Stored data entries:
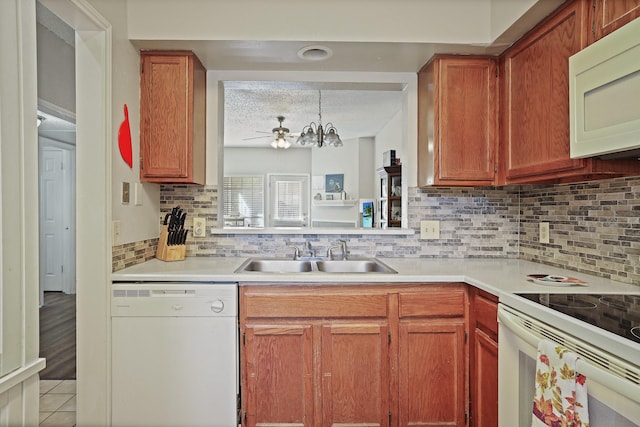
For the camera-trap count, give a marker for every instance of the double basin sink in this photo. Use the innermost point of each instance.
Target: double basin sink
(314, 265)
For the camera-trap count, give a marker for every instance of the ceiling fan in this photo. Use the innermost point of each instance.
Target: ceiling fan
(280, 135)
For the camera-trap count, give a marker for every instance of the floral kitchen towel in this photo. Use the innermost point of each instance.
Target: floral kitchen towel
(560, 398)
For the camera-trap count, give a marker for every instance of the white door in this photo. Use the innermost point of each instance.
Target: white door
(57, 216)
(51, 218)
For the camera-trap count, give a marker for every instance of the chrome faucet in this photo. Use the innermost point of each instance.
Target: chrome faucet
(309, 250)
(342, 245)
(296, 251)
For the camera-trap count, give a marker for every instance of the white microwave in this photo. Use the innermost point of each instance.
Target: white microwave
(604, 96)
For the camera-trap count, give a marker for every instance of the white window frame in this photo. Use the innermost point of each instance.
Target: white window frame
(225, 204)
(272, 199)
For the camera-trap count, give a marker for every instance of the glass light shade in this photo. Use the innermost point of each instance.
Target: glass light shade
(332, 138)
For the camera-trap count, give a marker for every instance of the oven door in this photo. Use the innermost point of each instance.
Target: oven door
(613, 400)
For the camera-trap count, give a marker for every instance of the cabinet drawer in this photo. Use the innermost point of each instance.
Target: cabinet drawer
(436, 303)
(309, 305)
(486, 313)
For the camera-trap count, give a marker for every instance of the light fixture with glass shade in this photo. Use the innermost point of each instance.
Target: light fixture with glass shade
(315, 134)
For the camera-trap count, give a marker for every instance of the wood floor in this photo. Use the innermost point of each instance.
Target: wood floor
(58, 336)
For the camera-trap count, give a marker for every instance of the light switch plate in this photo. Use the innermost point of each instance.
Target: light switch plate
(126, 193)
(199, 227)
(430, 230)
(137, 194)
(115, 228)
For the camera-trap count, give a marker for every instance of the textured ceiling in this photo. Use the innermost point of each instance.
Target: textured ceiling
(251, 109)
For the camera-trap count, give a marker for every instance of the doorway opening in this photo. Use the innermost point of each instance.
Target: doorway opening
(56, 176)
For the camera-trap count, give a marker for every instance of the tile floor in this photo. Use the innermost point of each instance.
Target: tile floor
(57, 403)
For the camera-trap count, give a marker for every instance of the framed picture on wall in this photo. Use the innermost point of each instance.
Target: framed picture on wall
(334, 183)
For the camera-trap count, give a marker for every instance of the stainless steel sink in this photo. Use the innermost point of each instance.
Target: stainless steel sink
(368, 265)
(285, 266)
(275, 265)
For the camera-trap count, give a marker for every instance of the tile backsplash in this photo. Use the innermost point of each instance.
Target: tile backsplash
(477, 223)
(594, 227)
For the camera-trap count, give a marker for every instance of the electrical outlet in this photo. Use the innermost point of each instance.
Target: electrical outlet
(199, 227)
(430, 230)
(126, 194)
(115, 228)
(544, 232)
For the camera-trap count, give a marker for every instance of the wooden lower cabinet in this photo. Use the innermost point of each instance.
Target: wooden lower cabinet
(484, 359)
(355, 374)
(357, 355)
(432, 373)
(279, 374)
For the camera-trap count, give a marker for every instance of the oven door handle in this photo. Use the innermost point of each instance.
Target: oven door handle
(628, 386)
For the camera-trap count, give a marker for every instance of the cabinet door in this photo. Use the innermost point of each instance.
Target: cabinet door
(355, 374)
(172, 118)
(609, 15)
(279, 377)
(432, 360)
(535, 134)
(485, 399)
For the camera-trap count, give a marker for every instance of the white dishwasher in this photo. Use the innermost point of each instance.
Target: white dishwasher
(174, 354)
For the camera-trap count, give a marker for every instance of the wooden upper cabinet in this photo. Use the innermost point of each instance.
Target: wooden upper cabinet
(172, 117)
(457, 121)
(535, 105)
(609, 15)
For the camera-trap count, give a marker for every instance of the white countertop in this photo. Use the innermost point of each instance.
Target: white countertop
(501, 277)
(497, 276)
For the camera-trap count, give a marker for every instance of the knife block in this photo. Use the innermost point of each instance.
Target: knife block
(169, 253)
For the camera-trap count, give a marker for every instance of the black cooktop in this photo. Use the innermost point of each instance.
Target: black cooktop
(619, 314)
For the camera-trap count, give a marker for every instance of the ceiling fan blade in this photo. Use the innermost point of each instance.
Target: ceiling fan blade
(257, 137)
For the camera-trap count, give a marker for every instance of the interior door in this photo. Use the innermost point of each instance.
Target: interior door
(57, 219)
(51, 218)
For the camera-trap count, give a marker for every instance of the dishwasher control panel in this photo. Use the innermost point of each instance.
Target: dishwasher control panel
(174, 299)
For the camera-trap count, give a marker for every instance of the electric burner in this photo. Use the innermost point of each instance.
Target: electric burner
(618, 314)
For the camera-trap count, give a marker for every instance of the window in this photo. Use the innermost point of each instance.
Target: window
(243, 201)
(289, 200)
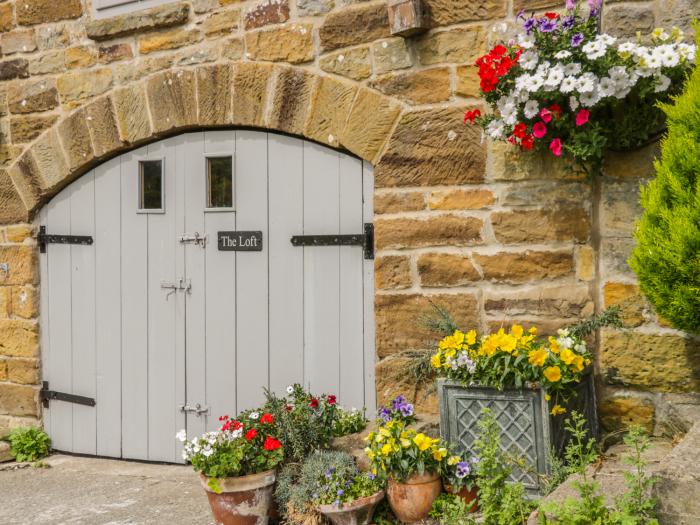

PROBLEM TO WORK ON: Only the lines above starting with the one with "Target: double basin sink" and going through the one with "of the chrome" are to be copied, word for word and with both ends kept.

RESULT BELOW:
Target: double basin sink
(314, 265)
For the camera-trap count, give a marker for every instance of the ceiling fan in this photo. Use the innermost point of each instance.
Target: ceiling fan
(280, 135)
For the camera-trap count, give a marker for every instance of the floral kitchen towel in this photo. Use the innermost point of each instance.
Target: floral kitchen towel
(560, 398)
For the camera-trap count, give a marker for every instance of the white door in this photo. Use the innermost point of each instance.
Target: white door
(57, 216)
(51, 218)
For the camera-trap count, give a marker for every instance of the chrome faucet in this photo. Use the innermost point of each instance.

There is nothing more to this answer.